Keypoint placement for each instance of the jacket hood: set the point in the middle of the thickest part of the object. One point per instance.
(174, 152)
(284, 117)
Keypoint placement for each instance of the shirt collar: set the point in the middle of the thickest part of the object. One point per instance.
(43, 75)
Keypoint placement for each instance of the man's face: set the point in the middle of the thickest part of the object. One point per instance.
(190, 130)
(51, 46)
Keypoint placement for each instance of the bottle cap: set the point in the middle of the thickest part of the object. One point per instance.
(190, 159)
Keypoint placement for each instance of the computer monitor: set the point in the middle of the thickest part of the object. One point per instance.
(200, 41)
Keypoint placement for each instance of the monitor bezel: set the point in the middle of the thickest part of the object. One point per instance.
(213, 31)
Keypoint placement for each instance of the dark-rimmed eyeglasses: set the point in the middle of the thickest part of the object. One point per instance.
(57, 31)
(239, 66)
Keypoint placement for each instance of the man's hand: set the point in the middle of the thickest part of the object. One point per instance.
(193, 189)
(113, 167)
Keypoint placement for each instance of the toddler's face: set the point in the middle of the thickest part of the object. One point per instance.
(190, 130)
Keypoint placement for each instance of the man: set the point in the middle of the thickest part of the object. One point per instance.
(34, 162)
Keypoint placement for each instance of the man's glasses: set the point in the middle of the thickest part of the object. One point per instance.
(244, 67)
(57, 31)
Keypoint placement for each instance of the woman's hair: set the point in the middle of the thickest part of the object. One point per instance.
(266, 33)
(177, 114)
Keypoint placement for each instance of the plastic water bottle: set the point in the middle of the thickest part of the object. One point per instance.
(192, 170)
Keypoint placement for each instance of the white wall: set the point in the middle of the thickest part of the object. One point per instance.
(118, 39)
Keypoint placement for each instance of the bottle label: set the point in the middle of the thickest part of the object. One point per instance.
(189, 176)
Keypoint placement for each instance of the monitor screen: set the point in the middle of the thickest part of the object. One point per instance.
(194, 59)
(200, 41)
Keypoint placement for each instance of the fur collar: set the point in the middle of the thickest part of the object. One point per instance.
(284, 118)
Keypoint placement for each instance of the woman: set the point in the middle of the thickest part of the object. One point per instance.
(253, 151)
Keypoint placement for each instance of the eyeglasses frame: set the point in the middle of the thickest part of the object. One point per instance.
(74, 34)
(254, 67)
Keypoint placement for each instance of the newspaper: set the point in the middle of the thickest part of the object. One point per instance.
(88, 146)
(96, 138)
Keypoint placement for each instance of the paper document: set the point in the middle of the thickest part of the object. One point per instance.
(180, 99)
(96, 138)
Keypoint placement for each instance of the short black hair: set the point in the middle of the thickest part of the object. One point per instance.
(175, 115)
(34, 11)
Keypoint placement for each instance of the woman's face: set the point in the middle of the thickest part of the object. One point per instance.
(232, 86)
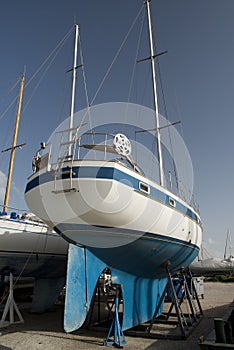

⁂

◆ **Action item**
An exact copy of the entries, minus the pictures, is what's needed here.

◆ **Written solution**
Keypoint placement for each instance of the jacket hood: set the point in the middle of the thickest part of the object. One point per instance.
(174, 152)
(284, 117)
Keypoint placement for each instance of the shirt collar: set the point in the middle of the thickest part of the object. One point per instance.
(43, 75)
Keypoint placement for each instance of the man's face: set the point in the middle of the thickest part of the object. One point per instance.
(190, 130)
(51, 46)
Keypoint placement for each instance of the bottle cap: set the point in the middle of the thickest part of the object. One point per instance.
(190, 159)
Keypoint placement for each instance of the computer monitor: set the point in the middle of the thickest part of the object. One point per instance.
(200, 41)
Keypoint placement for each instance of the monitor bezel: set the point in the middle of the thickest part of the object. One point per instance.
(213, 31)
Keypoint placement for each instance of the dark-rimmed eyeglasses: set the point in the middle of the thickest part of the object. One point per instance.
(57, 31)
(239, 66)
Keypoint placement for each instance of the man's hand: set the point in the middle of the thickest part of the object. One point per instance.
(193, 189)
(113, 167)
Keypoint placement for each instance of the toddler's face: set the point in the middle of the thickest part of the object. One point per instance.
(190, 130)
Keypoint placement for each instance of the man: set the point in the middle of the thickest part of the object. One point per instance.
(34, 162)
Keypoint placement for each instance of the man's glasses: set the point in the middle of the thickest part of the object. One point per instance.
(244, 67)
(57, 31)
Keypoint placement for each instance of the woman's hair: set the point in the middle of the thickest part of the object. One point per instance.
(266, 33)
(177, 114)
Keypoint placement for each instance of the plastic water bottle: set the point in the middle of the thickest part of the object. One point per instance.
(192, 170)
Keypoint placement for each instance of the white wall: set the point in the middle of the thickest part of the object. One point per instance.
(118, 39)
Keypoint placement for each instance of the bottle label: set the point in the middle of the thickest part of the object. One point per instance.
(189, 176)
Keypoint placement for each instance of the monitor screen: set the point in the middle of the thickest part of the object. One point per instance.
(194, 59)
(200, 41)
Keypoint placement for each instance of the fur collar: set the point in the middle of the thickest part of the object. One point per instance.
(284, 118)
Keypoint placement for each instance of the woman: set the point in the middle of the thickest part of the object. One point per instance.
(253, 151)
Keypoint placement for each instance of the eyeglasses frame: set the point in the middle of the thickest part of the object. One point per instance.
(74, 34)
(254, 67)
Keypoint placement for each instance of the newspaper: set the point in the middle of the thickest part of the object. One point per instance.
(88, 146)
(96, 138)
Keypoint placement for each instance of the paper document: set the point in the middle of the thickest part of the object. One point per instance.
(180, 99)
(96, 138)
Keypoint placement for each instance of the short black hair: set the point in the middle of the thickest part of the object. One point per instance.
(175, 115)
(34, 11)
Keypoint placement for each instance of the woman's face: set the point in the middle of the thickest part of the object. One point per instance.
(232, 86)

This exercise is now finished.